Description of the task: Report how many lines of the listing below include the word "woman". Give nothing but the number.

Available data:
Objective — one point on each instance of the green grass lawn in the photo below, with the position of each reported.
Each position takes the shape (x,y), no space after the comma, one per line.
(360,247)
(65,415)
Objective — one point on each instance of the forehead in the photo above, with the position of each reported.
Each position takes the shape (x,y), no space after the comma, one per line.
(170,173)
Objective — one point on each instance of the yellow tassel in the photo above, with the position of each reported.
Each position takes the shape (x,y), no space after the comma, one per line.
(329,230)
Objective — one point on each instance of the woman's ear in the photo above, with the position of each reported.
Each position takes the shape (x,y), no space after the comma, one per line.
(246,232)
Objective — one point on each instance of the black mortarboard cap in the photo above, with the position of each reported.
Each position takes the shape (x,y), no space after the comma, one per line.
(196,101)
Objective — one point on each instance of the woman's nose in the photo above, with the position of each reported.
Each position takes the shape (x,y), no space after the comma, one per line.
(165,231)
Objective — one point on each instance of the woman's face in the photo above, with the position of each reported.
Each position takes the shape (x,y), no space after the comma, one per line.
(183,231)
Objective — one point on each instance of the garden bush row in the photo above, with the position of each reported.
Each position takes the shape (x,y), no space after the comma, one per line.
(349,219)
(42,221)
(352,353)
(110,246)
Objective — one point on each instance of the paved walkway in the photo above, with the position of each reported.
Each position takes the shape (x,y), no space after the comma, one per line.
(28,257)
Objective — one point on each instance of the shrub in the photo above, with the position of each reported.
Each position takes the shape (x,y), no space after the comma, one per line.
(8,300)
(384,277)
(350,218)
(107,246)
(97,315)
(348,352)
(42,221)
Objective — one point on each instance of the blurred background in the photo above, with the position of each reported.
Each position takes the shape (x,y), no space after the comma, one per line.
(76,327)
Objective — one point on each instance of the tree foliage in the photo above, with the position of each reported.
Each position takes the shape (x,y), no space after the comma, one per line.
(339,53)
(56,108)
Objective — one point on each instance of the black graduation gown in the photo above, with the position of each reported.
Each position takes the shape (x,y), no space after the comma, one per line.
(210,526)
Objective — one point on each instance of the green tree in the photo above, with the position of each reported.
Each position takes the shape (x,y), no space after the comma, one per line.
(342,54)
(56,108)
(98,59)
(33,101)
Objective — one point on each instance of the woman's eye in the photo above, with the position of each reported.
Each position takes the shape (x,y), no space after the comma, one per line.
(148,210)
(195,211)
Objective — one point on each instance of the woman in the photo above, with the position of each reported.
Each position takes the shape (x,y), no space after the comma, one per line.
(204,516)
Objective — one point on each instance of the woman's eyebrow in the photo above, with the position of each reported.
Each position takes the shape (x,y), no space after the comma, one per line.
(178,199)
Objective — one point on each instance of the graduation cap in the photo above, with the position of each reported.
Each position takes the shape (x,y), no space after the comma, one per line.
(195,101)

Written response: 6